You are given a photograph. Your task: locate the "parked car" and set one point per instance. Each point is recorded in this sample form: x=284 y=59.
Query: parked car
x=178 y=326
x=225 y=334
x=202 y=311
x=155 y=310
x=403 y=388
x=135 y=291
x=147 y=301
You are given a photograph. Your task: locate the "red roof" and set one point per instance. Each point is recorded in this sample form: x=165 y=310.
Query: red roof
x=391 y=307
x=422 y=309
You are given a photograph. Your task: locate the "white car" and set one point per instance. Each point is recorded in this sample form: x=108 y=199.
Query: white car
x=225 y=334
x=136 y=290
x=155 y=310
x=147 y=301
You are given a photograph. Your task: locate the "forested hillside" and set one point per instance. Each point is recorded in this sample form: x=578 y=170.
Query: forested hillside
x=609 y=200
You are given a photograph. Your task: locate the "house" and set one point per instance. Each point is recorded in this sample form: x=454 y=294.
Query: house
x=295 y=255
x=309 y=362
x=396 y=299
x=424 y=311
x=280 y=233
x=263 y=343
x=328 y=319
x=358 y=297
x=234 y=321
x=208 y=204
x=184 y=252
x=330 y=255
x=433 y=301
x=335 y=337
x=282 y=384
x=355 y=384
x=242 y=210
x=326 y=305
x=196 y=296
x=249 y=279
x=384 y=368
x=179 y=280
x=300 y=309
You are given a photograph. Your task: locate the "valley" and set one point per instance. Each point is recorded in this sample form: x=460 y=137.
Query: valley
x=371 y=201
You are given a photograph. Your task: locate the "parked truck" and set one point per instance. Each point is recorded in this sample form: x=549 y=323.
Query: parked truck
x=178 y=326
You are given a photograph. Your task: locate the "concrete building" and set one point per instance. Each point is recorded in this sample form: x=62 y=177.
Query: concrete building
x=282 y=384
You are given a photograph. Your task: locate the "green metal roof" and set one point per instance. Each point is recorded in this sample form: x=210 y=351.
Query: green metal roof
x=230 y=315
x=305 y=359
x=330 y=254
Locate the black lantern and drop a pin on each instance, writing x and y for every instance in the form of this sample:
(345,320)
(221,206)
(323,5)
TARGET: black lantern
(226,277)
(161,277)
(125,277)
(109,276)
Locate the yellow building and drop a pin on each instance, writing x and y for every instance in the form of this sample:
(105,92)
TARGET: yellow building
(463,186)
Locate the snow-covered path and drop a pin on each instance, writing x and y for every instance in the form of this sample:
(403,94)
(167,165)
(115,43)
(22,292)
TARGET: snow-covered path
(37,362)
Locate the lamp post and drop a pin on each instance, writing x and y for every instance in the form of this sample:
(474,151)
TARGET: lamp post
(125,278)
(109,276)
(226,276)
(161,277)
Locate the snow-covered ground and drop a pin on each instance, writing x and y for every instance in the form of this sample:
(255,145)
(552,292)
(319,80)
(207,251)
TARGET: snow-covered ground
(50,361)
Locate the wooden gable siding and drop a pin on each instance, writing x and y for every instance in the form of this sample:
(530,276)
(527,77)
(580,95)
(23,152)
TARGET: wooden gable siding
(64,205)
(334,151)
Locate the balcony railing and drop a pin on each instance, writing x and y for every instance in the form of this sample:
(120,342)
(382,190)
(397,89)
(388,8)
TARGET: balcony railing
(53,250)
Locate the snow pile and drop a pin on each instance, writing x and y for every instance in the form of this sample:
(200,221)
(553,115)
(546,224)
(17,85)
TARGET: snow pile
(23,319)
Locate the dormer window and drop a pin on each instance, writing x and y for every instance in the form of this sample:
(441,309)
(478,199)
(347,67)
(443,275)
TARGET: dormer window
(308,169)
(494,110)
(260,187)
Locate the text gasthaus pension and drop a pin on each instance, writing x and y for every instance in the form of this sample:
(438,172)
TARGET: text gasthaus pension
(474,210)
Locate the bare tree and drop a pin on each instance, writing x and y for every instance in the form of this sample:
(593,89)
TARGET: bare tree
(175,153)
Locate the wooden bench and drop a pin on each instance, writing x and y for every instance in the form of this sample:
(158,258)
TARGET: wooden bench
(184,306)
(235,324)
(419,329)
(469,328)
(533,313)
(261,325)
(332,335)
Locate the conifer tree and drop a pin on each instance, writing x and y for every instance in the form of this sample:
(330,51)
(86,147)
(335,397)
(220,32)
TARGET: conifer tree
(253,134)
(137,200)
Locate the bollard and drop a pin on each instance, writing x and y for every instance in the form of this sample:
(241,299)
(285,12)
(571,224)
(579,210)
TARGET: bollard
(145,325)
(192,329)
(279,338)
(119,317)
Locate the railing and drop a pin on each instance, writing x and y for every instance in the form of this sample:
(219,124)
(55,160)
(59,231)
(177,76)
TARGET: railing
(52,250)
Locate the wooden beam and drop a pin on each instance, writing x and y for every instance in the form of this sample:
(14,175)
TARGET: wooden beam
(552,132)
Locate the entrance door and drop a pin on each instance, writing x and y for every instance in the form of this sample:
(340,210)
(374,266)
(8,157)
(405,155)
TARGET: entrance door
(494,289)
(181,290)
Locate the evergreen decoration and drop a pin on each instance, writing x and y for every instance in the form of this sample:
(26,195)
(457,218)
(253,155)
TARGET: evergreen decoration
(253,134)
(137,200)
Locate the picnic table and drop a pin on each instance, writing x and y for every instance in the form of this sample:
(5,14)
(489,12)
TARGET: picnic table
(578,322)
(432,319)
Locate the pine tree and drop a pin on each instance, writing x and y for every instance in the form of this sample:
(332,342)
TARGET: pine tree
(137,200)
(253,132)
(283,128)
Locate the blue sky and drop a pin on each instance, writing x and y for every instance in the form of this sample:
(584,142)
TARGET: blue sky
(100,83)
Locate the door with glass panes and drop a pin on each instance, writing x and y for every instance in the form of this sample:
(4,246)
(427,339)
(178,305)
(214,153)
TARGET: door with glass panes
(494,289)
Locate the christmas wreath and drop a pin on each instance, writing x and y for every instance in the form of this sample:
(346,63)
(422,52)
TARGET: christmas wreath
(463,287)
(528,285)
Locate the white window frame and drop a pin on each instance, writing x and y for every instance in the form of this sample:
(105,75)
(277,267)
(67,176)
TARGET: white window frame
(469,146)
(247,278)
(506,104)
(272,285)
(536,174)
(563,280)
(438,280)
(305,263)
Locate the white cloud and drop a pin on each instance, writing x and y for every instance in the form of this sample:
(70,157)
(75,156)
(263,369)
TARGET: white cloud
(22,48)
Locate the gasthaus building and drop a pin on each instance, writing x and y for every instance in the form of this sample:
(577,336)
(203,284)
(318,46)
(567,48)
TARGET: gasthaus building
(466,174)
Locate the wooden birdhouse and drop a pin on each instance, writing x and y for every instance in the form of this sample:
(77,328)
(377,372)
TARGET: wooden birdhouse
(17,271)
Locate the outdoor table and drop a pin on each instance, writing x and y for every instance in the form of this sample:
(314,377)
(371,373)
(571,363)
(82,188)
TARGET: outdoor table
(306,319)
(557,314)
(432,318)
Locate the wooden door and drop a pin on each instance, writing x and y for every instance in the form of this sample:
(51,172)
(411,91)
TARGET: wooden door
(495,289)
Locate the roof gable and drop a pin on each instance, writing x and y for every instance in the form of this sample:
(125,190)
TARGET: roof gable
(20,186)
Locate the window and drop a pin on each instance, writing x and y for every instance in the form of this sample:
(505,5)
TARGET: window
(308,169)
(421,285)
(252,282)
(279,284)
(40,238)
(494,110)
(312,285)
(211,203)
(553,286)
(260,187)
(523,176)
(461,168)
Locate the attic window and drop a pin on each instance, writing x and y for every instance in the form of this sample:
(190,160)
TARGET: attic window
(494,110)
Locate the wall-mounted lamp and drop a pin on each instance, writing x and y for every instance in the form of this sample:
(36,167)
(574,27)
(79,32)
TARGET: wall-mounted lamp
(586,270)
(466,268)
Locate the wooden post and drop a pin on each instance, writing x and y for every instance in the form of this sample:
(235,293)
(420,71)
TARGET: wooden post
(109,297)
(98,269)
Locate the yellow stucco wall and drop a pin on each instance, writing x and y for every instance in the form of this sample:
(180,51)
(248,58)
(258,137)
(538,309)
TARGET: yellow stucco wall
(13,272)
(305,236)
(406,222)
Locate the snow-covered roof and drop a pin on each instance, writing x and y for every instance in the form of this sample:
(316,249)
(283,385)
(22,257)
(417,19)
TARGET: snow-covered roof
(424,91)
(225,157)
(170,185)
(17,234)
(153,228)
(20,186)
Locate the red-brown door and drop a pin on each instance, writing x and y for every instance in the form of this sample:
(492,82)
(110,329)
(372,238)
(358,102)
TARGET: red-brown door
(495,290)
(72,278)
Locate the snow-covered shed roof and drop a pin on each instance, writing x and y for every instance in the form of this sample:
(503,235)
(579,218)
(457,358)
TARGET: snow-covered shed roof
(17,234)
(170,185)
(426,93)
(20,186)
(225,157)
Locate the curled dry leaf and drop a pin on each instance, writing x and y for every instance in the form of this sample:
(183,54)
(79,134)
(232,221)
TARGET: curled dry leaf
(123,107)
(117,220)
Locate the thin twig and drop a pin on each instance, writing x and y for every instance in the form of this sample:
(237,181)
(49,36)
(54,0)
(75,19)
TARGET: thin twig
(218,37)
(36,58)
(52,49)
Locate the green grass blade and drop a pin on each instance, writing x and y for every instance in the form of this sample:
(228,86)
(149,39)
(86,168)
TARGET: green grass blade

++++++++++

▸ **Aim of the task**
Reproduce the part of the data that opens with the line containing "form: x=578 y=170." and closes with the line containing "x=330 y=254", switching "Query" to "Label" and leaving everything else unchanged. Give only those lines.

▸ **The reply**
You are given a photograph. Your task: locate the "forested hillside" and set one point per instance. Each point is recorded in this sample form: x=578 y=170.
Label: forested hillside
x=609 y=200
You are given a photograph. Your task: locate the "house" and set one point per instance. Each point is recorded in this sample form: x=454 y=294.
Label: house
x=295 y=255
x=309 y=362
x=396 y=299
x=424 y=311
x=280 y=233
x=263 y=343
x=328 y=319
x=358 y=297
x=234 y=321
x=208 y=204
x=184 y=252
x=330 y=255
x=433 y=301
x=335 y=337
x=282 y=384
x=355 y=384
x=242 y=210
x=326 y=305
x=196 y=296
x=249 y=279
x=384 y=368
x=179 y=280
x=300 y=309
You are given a photograph. Your task: locate the "valley" and set one point per instance. Each point is recorded in this sample form: x=460 y=137.
Label: valley
x=371 y=201
You are given a photograph. Your task: locate the "parked truck" and set one point per instance. Each point is recorded in this sample form: x=549 y=323.
Label: parked truck
x=178 y=326
You are given a photograph. Your task: locate the "concrete building" and set one point per instance. Each point is recorded in this sample form: x=62 y=177.
Label: concrete building
x=282 y=384
You are given a photograph. Your task: locate the "green metal roof" and set one point per instance. Each point is recorded in this sample form: x=210 y=351.
Label: green metal roof
x=230 y=315
x=305 y=359
x=330 y=254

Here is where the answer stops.